▸ Short exercise:
Starting with the line that contains "Return one point per instance of the paddle handle, each" and going on through the last of the lines, replace "Return" with "Give" and write out only those lines, leaving everything else unchanged.
— START Source data —
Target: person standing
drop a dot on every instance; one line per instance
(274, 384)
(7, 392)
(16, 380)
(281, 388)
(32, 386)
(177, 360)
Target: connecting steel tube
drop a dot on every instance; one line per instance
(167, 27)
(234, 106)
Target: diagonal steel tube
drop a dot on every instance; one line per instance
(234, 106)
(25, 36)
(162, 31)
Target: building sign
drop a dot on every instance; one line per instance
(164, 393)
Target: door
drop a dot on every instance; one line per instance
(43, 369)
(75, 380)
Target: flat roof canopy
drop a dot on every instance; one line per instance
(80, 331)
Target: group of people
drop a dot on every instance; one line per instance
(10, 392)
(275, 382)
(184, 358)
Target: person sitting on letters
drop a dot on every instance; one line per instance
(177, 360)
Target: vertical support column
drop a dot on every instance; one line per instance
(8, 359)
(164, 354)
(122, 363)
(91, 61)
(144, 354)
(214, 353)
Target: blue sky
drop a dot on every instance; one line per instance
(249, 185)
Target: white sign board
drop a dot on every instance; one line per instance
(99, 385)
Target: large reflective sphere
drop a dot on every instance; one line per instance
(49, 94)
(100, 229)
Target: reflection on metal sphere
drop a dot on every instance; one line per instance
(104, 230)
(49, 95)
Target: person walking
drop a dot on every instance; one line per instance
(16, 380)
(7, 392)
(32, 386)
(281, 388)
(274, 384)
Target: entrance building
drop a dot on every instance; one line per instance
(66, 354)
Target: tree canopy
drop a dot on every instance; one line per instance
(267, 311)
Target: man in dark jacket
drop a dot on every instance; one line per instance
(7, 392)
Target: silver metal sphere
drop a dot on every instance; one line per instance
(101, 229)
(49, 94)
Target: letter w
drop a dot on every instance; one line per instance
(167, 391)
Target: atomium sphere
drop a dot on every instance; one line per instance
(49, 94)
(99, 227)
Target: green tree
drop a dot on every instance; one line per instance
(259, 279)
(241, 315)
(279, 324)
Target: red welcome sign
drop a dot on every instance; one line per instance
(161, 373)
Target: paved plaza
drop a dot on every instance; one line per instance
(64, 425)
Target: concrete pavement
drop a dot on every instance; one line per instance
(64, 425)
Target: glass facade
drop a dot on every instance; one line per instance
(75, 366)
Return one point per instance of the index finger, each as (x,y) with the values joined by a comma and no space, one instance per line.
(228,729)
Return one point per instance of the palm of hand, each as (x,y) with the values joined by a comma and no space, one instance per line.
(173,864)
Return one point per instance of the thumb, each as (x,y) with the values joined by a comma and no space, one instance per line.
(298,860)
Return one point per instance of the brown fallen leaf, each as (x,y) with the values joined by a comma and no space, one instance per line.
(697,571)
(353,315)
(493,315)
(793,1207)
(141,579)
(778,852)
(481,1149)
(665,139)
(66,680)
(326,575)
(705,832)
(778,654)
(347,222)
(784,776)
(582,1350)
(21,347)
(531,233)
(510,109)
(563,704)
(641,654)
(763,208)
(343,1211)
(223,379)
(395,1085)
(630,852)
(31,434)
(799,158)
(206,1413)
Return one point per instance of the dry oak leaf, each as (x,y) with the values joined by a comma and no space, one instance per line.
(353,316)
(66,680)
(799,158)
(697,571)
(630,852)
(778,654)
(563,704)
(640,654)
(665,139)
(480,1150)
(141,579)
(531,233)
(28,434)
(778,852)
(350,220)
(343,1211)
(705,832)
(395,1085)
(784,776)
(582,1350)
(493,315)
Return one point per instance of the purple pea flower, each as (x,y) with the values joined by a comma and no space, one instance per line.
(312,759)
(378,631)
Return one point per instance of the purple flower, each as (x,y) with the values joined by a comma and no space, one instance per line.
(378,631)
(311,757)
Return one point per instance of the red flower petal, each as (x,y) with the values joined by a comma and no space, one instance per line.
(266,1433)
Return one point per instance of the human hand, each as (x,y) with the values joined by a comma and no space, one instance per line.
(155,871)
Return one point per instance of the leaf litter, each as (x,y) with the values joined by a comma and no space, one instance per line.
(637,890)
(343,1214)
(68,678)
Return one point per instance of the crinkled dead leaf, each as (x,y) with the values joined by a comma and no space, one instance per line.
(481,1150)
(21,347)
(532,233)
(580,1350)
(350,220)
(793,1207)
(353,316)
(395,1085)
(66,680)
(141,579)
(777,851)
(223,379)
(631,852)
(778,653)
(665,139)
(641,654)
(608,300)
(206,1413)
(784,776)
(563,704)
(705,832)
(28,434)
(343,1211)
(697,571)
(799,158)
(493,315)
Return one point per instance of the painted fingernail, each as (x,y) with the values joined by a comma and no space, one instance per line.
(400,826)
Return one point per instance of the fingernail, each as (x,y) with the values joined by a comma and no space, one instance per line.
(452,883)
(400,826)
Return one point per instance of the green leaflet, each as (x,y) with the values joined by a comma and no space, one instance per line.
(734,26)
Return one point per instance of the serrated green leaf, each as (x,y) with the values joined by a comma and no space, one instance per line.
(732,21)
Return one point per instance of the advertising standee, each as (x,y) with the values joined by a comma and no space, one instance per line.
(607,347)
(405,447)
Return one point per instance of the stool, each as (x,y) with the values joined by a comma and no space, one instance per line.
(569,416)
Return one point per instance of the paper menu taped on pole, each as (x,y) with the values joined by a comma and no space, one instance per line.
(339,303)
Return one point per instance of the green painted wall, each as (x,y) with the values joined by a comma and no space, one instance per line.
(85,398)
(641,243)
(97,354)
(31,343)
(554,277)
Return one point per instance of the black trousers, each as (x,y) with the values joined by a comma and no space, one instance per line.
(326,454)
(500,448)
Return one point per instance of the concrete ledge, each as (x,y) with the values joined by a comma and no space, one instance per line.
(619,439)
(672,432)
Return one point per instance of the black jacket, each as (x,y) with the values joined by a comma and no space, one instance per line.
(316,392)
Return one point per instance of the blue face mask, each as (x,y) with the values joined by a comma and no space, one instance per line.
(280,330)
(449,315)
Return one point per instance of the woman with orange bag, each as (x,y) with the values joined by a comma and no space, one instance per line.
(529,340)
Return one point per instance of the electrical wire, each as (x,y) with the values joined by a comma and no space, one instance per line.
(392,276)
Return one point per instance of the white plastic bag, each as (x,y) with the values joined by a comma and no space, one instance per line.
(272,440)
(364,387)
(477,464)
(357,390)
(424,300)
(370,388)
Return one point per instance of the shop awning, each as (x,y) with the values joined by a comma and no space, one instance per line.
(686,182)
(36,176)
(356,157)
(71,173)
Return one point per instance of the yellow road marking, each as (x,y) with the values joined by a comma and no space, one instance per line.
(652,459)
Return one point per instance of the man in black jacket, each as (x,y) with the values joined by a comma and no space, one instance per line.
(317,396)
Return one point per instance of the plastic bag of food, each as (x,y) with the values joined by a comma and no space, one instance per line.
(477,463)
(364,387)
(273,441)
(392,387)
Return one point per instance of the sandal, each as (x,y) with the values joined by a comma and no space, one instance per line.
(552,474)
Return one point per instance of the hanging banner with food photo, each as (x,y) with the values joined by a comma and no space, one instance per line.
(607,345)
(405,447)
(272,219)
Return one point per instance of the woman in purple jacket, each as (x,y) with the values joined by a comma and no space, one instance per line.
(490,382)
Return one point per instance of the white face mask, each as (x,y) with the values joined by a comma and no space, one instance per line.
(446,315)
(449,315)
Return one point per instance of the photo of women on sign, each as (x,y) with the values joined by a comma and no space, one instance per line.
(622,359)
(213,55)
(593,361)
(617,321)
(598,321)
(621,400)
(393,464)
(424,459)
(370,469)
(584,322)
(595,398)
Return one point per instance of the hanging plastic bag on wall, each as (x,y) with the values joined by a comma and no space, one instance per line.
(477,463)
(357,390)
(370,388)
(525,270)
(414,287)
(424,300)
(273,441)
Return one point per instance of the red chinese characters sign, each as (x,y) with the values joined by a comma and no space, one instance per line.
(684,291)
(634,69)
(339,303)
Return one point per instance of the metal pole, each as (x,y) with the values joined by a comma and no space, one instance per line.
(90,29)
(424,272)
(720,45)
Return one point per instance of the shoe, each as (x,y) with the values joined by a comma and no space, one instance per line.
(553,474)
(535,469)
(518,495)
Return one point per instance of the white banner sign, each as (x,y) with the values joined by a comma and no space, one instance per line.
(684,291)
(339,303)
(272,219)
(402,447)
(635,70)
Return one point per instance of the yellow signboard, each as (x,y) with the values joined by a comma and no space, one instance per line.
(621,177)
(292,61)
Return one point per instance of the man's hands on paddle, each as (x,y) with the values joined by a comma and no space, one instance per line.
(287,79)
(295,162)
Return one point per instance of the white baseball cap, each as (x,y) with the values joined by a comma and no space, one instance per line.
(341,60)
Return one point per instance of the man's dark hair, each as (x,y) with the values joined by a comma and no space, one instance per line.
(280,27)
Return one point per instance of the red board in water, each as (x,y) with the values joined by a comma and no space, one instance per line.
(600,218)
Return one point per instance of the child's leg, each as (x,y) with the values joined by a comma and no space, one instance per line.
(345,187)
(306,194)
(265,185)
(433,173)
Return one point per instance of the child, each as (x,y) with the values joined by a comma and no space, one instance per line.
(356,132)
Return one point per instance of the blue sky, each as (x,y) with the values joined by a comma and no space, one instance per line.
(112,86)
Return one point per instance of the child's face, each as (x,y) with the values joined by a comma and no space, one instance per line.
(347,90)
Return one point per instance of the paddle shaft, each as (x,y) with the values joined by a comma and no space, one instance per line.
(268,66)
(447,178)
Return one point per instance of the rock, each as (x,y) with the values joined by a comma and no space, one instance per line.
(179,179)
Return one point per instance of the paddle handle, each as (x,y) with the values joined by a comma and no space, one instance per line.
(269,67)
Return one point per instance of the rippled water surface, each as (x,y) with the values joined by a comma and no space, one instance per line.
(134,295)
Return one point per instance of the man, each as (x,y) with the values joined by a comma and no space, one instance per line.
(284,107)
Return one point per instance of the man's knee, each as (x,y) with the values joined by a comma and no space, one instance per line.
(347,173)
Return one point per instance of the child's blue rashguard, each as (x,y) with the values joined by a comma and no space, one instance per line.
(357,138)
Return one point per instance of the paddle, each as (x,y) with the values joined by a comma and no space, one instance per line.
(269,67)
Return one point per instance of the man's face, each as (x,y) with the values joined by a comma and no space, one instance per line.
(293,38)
— END Source data —
▸ Exercise output:
Give one point per instance of the paddle handle, each as (x,y) with the values joined by a comma and no space, one instance per line.
(269,67)
Give one point per instance of the rippled water surface, each as (x,y) with the values joined by a comma and no space, one instance per line.
(134,295)
Give one point per instance of the man, each as (x,y) with the values joined by a comma and no space, one instance per line.
(284,107)
Give one point per instance of the man's knee, each as (x,y) with the values joined by a comma and no space, one instance per line.
(347,173)
Give one point per instance of the child's blue rashguard, each as (x,y) with the values joined by a comma and no space, one instance per line.
(357,138)
Give one point per instance of the paddle, each as (x,y) with the values joined by a comma and no space, one instance per line.
(269,67)
Give one point per instance of the man's face, each as (x,y) with the values joined by a comma and no space, one instance per line.
(293,38)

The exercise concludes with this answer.